◆ Supplied records ◆
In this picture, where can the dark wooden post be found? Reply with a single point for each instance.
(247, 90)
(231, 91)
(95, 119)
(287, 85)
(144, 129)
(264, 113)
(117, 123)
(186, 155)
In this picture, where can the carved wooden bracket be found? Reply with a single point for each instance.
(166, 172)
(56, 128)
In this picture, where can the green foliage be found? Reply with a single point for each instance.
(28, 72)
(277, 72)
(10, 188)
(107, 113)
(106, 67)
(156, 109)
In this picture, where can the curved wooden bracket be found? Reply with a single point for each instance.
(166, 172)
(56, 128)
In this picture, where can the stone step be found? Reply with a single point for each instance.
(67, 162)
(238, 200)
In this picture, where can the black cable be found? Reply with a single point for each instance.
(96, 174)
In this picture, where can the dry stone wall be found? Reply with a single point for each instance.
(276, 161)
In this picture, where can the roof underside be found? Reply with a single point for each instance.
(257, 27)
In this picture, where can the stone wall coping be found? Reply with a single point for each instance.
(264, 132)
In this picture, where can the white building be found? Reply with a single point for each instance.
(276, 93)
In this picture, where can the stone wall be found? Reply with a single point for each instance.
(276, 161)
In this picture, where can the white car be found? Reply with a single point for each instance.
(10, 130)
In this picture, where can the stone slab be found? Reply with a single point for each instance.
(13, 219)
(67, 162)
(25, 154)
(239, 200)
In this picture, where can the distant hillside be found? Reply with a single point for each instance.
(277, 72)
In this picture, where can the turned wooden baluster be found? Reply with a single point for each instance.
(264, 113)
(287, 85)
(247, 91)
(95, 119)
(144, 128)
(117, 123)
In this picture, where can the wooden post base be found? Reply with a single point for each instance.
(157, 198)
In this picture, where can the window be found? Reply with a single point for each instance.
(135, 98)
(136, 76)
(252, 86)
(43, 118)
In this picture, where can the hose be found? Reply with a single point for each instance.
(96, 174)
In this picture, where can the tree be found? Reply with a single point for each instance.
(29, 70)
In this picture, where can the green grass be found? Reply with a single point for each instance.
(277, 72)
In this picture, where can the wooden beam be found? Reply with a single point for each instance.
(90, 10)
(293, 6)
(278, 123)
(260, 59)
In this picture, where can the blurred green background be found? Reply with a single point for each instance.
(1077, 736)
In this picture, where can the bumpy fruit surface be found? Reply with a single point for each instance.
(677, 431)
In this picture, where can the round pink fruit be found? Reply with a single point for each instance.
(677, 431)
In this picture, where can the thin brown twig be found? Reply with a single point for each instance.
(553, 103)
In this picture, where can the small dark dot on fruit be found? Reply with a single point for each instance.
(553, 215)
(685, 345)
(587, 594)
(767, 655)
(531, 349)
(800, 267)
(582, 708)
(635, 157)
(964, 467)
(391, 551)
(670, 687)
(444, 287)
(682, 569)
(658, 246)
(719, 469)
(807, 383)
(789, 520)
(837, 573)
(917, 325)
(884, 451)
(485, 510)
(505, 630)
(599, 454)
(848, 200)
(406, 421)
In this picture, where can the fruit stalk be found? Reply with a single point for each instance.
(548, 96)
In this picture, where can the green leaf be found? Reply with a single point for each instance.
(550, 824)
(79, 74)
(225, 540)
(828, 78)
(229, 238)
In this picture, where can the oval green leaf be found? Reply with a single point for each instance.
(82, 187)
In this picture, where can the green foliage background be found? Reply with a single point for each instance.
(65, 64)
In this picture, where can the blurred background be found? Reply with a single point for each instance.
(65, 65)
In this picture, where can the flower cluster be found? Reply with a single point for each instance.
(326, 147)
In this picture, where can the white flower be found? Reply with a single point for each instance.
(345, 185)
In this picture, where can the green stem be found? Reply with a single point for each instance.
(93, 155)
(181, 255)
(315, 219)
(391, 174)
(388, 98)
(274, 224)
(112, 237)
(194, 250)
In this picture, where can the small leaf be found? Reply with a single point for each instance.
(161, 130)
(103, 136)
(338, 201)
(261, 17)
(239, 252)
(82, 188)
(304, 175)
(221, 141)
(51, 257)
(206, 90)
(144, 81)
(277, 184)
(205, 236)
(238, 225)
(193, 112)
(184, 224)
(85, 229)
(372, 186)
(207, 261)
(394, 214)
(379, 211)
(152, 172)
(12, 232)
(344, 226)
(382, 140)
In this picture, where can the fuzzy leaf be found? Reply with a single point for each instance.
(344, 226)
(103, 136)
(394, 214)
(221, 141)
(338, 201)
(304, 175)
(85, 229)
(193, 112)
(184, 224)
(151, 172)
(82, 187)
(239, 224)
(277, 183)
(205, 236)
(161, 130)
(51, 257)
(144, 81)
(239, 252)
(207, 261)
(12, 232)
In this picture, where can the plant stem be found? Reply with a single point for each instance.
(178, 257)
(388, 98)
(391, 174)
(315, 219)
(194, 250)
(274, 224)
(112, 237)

◆ Stated exercise ◆
Lay out the whole listing above as a two-column CSV with the headers input and output. Each row should hold one line of text in input and all the answer coordinates after it in output, with every field in double quotes and line breaks replaced by spaces.

◆ Solution below ◆
input,output
"In this picture, where can the dark wooden post be found? Reply with a single point for each instance.","(247, 90) (231, 91) (95, 119) (287, 85) (144, 129) (264, 113) (117, 123) (186, 155)"
"In this picture, where can the carved wooden bracket be found? Reply with a single point for each instance.","(166, 172) (56, 128)"
"In this picture, where can the green foliage be found? Reply with a single point for each instance.","(28, 72) (277, 72) (10, 188) (107, 113) (106, 67) (156, 109)"
"In this picture, where can the curved wooden bracket be found? Reply with a single point for each instance.","(166, 172) (56, 128)"
"In this picture, where can the stone step be found? Reply with a single point for each instance.","(67, 162) (238, 200)"
"In this picture, where can the black cable be found? Reply with a single point for each instance.","(96, 174)"
"In this picture, where can the dry stone wall be found? Reply with a single point for each instance.","(276, 161)"
"In this picture, where can the roof underside be found? Reply with a single point for each instance.","(257, 27)"
"In this picture, where can the stone wall coping be found? Reply with a single point for each instance.","(264, 132)"
"In this picture, where can the white building be found? Reply with a single point for each instance.","(276, 93)"
"In this picture, where can the stone wall be found? Reply with a single point for each instance.","(276, 161)"
"In this picture, where can the white car be found? Reply with a single point for each instance.","(10, 130)"
"In this picture, where can the stone slab be found? Reply with a single point for each instance.","(13, 219) (67, 162) (25, 154) (239, 200)"
"In this picture, where can the distant hillside be found? Reply with a single point for each instance.","(277, 72)"
"In this picture, where can the turned wooden baluster be found? Reply with a single point for each instance.","(264, 113) (287, 85) (247, 91) (95, 119) (144, 128) (117, 123)"
"In this picture, where can the wooden post base be found? Reply with a single point for each instance.","(157, 198)"
"In this picture, where can the window be found? Reply with a single point for each instance.","(135, 98) (136, 76) (252, 86) (43, 118)"
"In this picture, where can the hose be found? Reply with a single point for each instance.","(96, 174)"
"In this picture, where can the tree be found? Reply with a single point for each instance.","(29, 70)"
"In this picture, where can the green grass be found? Reply with a single point for each instance.","(277, 72)"
"In this picture, where can the wooden beam be found? Reply with a single point for each instance.","(90, 10) (293, 6) (278, 123) (260, 59)"
"In this picture, where can the blurred green background be found? Reply with a single point for each instance.","(1077, 736)"
"In this picture, where can the bumpy fruit surface be found? Reply with a single point for each instance.","(677, 431)"
"In this picture, where can the round pink fruit be found? Reply with a single point for each instance.","(677, 431)"
"In this picture, where can the thin brown twig be found? Reply with a single point for each instance.","(553, 103)"
"In this picture, where can the small dark dot on fruit be found? Reply with a single point for each instance.","(553, 215) (685, 345) (587, 594) (767, 655) (531, 349) (800, 267) (582, 708) (635, 157) (964, 467) (391, 551) (670, 687) (444, 287) (682, 569) (658, 246) (719, 469) (807, 383) (789, 520) (837, 573) (917, 325) (884, 451) (485, 510) (505, 630) (599, 454) (848, 200) (406, 421)"
"In this picture, where can the fruit stalk be found? Reply with a single point for each instance.","(548, 96)"
"In this picture, where can the green leaf be found? Reply with a single point for each instance.","(550, 824) (79, 74) (225, 540) (828, 78) (229, 238)"
"In this picture, where can the oval green leaf be found? Reply with a single point for each instance.","(82, 187)"
"In this picture, where can the green foliage background be found? Reply with a single point for each instance.","(65, 64)"
"In this picture, where can the blurred background be found? Reply with a single point for each instance.","(65, 65)"
"In this picture, where can the flower cluster be found? Reply with a single point for each instance.","(326, 147)"
"In this picture, where can the white flower be found? Reply with a single point for each instance.","(345, 185)"
"In this picture, where can the green stem be found? Reply with a single point for each instance.","(93, 155) (181, 255) (315, 219) (391, 174) (388, 98) (274, 224) (112, 237) (194, 250)"
"In this picture, where can the small leaf be found? Reply with a single point for each instance.","(161, 130) (103, 136) (338, 201) (261, 17) (239, 252) (82, 188) (304, 175) (221, 141) (51, 257) (206, 90) (144, 81) (277, 184) (205, 236) (238, 225) (193, 112) (184, 224) (85, 229) (372, 186) (207, 261) (394, 214) (379, 211) (152, 172) (12, 232) (344, 226) (382, 140)"
"In this picture, where can the fuzzy leaf be found? Reply with a single point for each instance.","(344, 226) (103, 136) (394, 214) (221, 141) (338, 201) (304, 175) (85, 229) (193, 112) (184, 224) (151, 172) (82, 187) (239, 224) (277, 183) (205, 236) (161, 130) (51, 257) (144, 81) (239, 252) (207, 261) (12, 232)"
"In this picture, where can the plant stem be found? Reply with a single point for each instance.","(178, 257) (388, 98) (391, 174) (315, 219) (194, 250) (274, 224) (112, 237)"